**EXERCISE OBJECTIVE**
Faithfully repeat each entry below, minus the pictures.
------------------------
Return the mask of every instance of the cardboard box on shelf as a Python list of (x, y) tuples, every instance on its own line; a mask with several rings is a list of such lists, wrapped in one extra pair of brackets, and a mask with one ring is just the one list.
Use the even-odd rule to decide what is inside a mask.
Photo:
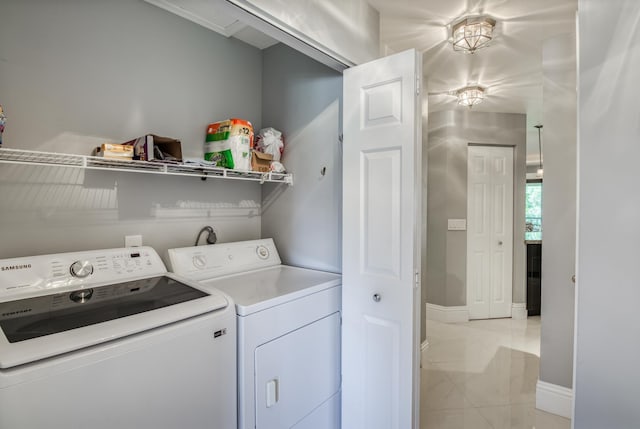
[(122, 143), (133, 147), (133, 158), (141, 161), (182, 161), (180, 140), (147, 134)]
[(251, 153), (251, 170), (259, 171), (261, 173), (268, 173), (271, 171), (271, 161), (273, 155), (270, 153), (262, 153), (253, 151)]
[(92, 155), (107, 159), (133, 159), (133, 146), (118, 143), (103, 143), (94, 149)]

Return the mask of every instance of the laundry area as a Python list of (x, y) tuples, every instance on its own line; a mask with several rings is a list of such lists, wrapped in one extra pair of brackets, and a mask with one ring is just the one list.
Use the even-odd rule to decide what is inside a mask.
[(618, 3), (0, 0), (0, 429), (640, 421)]
[(196, 3), (0, 5), (2, 428), (341, 427), (363, 61)]

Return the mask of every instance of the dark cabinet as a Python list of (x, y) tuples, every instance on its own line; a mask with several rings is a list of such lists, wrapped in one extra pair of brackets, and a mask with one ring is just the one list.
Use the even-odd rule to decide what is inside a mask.
[(542, 243), (527, 243), (527, 313), (540, 314), (542, 295)]

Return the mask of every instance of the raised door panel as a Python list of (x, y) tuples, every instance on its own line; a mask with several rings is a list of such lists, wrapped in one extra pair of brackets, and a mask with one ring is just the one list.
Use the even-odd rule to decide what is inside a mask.
[(400, 277), (401, 155), (399, 149), (362, 153), (362, 273)]

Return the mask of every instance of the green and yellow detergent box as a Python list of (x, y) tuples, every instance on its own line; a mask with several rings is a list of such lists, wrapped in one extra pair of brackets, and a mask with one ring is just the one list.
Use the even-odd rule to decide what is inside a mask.
[(244, 119), (232, 118), (207, 127), (204, 159), (218, 167), (251, 170), (253, 126)]

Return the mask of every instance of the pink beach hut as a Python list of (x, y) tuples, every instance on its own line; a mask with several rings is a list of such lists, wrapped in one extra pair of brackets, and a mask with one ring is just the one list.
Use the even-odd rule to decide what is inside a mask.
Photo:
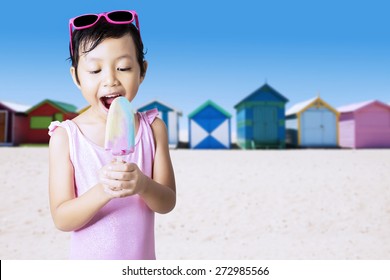
[(390, 148), (390, 105), (373, 100), (337, 110), (341, 147)]

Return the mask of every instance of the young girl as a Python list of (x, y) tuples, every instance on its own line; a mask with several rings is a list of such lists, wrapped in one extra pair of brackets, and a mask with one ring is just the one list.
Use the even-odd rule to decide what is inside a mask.
[(103, 148), (111, 102), (132, 101), (145, 78), (138, 16), (83, 15), (69, 28), (70, 72), (90, 108), (49, 127), (54, 223), (72, 231), (72, 259), (155, 259), (154, 212), (176, 203), (166, 127), (156, 110), (138, 113), (135, 151), (126, 162)]

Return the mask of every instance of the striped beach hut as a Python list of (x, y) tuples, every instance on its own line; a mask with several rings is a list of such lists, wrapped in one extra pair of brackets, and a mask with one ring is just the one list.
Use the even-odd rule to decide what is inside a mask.
[(0, 145), (11, 146), (23, 143), (27, 129), (26, 111), (31, 106), (0, 101)]
[(30, 108), (27, 112), (27, 129), (25, 143), (48, 143), (48, 126), (52, 121), (64, 121), (75, 118), (77, 107), (59, 101), (45, 99)]
[(338, 146), (338, 117), (337, 110), (320, 97), (295, 104), (286, 112), (287, 144)]
[(285, 147), (288, 99), (268, 84), (237, 103), (237, 144), (243, 149)]
[(191, 149), (230, 149), (231, 115), (211, 100), (188, 115)]
[(338, 111), (341, 147), (390, 148), (390, 105), (371, 100)]
[(170, 148), (177, 148), (179, 145), (179, 118), (183, 115), (181, 111), (174, 107), (167, 105), (161, 101), (153, 100), (140, 108), (138, 112), (144, 112), (156, 108), (159, 112), (159, 116), (165, 122), (168, 129), (168, 141)]

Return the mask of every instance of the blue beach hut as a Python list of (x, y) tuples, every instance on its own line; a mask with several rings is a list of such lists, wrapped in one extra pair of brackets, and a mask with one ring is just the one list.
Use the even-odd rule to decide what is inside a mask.
[(287, 102), (265, 83), (237, 103), (237, 144), (243, 149), (284, 148)]
[(160, 118), (165, 122), (168, 129), (168, 141), (170, 148), (177, 148), (179, 145), (179, 117), (182, 116), (182, 112), (169, 106), (161, 101), (153, 100), (140, 108), (138, 112), (144, 112), (151, 109), (157, 109)]
[(191, 149), (230, 149), (231, 115), (208, 100), (188, 115)]
[(287, 144), (298, 147), (338, 146), (339, 113), (320, 97), (295, 104), (286, 112)]

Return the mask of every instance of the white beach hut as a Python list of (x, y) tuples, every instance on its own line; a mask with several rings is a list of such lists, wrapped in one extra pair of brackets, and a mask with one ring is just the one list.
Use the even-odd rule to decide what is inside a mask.
[(165, 122), (168, 129), (168, 140), (170, 148), (177, 148), (179, 145), (179, 118), (182, 112), (161, 101), (153, 100), (139, 107), (138, 112), (144, 112), (151, 109), (157, 109), (160, 118)]
[(299, 147), (338, 146), (339, 113), (320, 97), (295, 104), (286, 112), (286, 143)]
[(191, 149), (230, 149), (231, 115), (211, 100), (188, 115)]

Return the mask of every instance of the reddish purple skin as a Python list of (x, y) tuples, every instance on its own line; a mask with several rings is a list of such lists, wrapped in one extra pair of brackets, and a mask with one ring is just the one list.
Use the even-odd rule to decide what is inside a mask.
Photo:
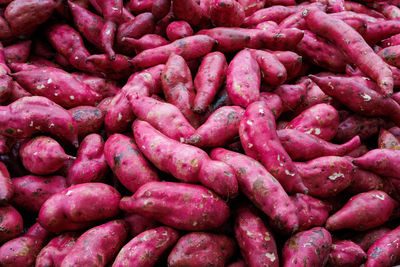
------------------------
**EXPECTED ANSWER**
Return the mask of every instance of the cardboard box on shelf as a Python list of (x, y) tuples, every instance on its own line; a mask with several rings is a list of such lists, wrapped in one extra pair of brackets, and a mask with one ring is just the one list.
Use the even-odd rule to decide what is inside a mask.
Photo:
[(122, 143), (133, 147), (133, 158), (141, 161), (182, 161), (180, 140), (147, 134)]
[(251, 153), (251, 170), (259, 171), (261, 173), (268, 173), (271, 171), (271, 161), (273, 155), (270, 153), (262, 153), (253, 151)]
[(92, 155), (107, 159), (133, 159), (133, 146), (118, 143), (103, 143), (94, 149)]

Return the mask of every instance of the laundry area as a Python list of (x, y) tuples, every instance on its own line; a mask with several rings is a list of such lists, wrapped in one extra pair of brackets, and a mask with one ring is just the one list.
Use the even-odd rule to decide what is inside a mask.
[(618, 3), (0, 0), (0, 429), (640, 421)]
[(196, 3), (0, 5), (2, 428), (341, 427), (363, 61)]

Return the mask of every instance of the dark cabinet as a Python list of (x, y) tuples, every instance on its own line; a mask with several rings is a list of such lists, wrapped in one extra pair of brackets, and a mask with one ring is just the one list.
Use the even-odd rule to decide what is inside a mask.
[(542, 243), (527, 243), (527, 313), (540, 314), (542, 295)]

Return the mask of every instance of the raised door panel as a Python list of (x, y) tuples, every instance on its own line; a mask with several rings is a list of such lists, wrapped in one extra pair of brackets, and a mask with one ring is just the one list.
Use the even-odd rule to decide what is inside a mask.
[(400, 277), (401, 155), (399, 149), (362, 153), (362, 273)]

Return the mask of every instance of the green and yellow detergent box as a Python list of (x, y) tuples, every instance on its own line; a mask with several rings is a list of such lists, wrapped in one extra pair of brackets, and a mask with one ring is just the one list.
Use the even-odd rule to decide what is inside a mask.
[(244, 119), (232, 118), (207, 127), (204, 159), (218, 167), (251, 170), (253, 126)]

Return the mask of every instance of the pink beach hut as a Python list of (x, y) tuples, every instance on its own line; a mask with several rings is a list of such lists, wrapped in one extra pair of brackets, and a mask with one ring is just the one list.
Use the even-odd rule to decide what is inside a mask.
Photo:
[(390, 148), (390, 105), (373, 100), (337, 110), (341, 147)]

Return the mask of every instance of the young girl as a Python list of (x, y) tuples, every instance on its own line; a mask with several rings is a list of such lists, wrapped in one extra pair of brackets, and a mask with one ring is just the one list.
Use the even-odd rule to decide what is inside a mask.
[(103, 148), (111, 102), (132, 101), (145, 78), (138, 16), (83, 15), (69, 28), (70, 72), (90, 108), (49, 127), (54, 223), (72, 231), (72, 259), (155, 259), (154, 212), (176, 203), (166, 127), (156, 110), (138, 113), (135, 151), (126, 162)]

Return the mask of every instance of the striped beach hut as a Python list of (x, y) tuples, every instance on its own line; a mask with several rings is a list of such lists, wrapped in one extra pair of brackets, and a mask with one ring is just the one list.
Use the even-odd rule to decide what is inside a mask.
[(0, 145), (11, 146), (23, 143), (27, 129), (26, 111), (31, 106), (0, 101)]
[(30, 108), (27, 112), (27, 129), (25, 143), (48, 143), (48, 126), (52, 121), (64, 121), (75, 118), (77, 107), (59, 101), (45, 99)]
[(338, 146), (338, 117), (337, 110), (320, 97), (295, 104), (286, 112), (287, 144)]
[(285, 147), (288, 99), (268, 84), (237, 103), (237, 144), (243, 149)]
[(191, 149), (230, 149), (231, 115), (211, 100), (188, 115)]
[(338, 111), (341, 147), (390, 148), (390, 105), (371, 100)]
[(170, 148), (177, 148), (179, 145), (179, 118), (183, 115), (181, 111), (174, 107), (167, 105), (161, 101), (153, 100), (140, 108), (138, 112), (144, 112), (156, 108), (159, 112), (159, 116), (165, 122), (168, 129), (168, 141)]

Return the mask of every instance of the blue beach hut as a Python list of (x, y) tuples, every instance on its own line; a mask with several rings is a list of such lists, wrapped in one extra pair of brackets, and a mask with one ring is just the one list.
Use the even-odd rule to decide what is inside a mask.
[(287, 102), (265, 83), (237, 103), (237, 144), (243, 149), (284, 148)]
[(160, 118), (165, 122), (168, 129), (168, 141), (170, 148), (177, 148), (179, 145), (179, 117), (182, 116), (182, 112), (169, 106), (161, 101), (153, 100), (140, 108), (138, 112), (144, 112), (151, 109), (157, 109)]
[(191, 149), (230, 149), (231, 115), (208, 100), (188, 115)]
[(287, 144), (298, 147), (338, 146), (339, 113), (320, 97), (295, 104), (286, 112)]

Return the mask of every instance of the white beach hut as a Python list of (x, y) tuples, every instance on its own line; a mask with several rings is a list of such lists, wrapped in one extra pair of brackets, and a mask with one ring is just the one list.
Use the even-odd rule to decide what is inside a mask.
[(165, 122), (168, 129), (168, 140), (170, 148), (177, 148), (179, 145), (179, 118), (182, 112), (161, 101), (153, 100), (139, 107), (138, 112), (144, 112), (151, 109), (157, 109), (160, 118)]
[(299, 147), (338, 146), (339, 113), (320, 97), (295, 104), (286, 112), (286, 143)]
[(191, 149), (230, 149), (231, 115), (211, 100), (188, 115)]

Return the mask of every instance of the reddish purple skin as a Python list of (x, y) tuples, every instance on its own line; a mask with several rings is a list of such lists, wrapped in one extra pair of brackets, and a mask with one ring is just the one list.
Use the even-odd rule to decide what is inside a mask.
Photo:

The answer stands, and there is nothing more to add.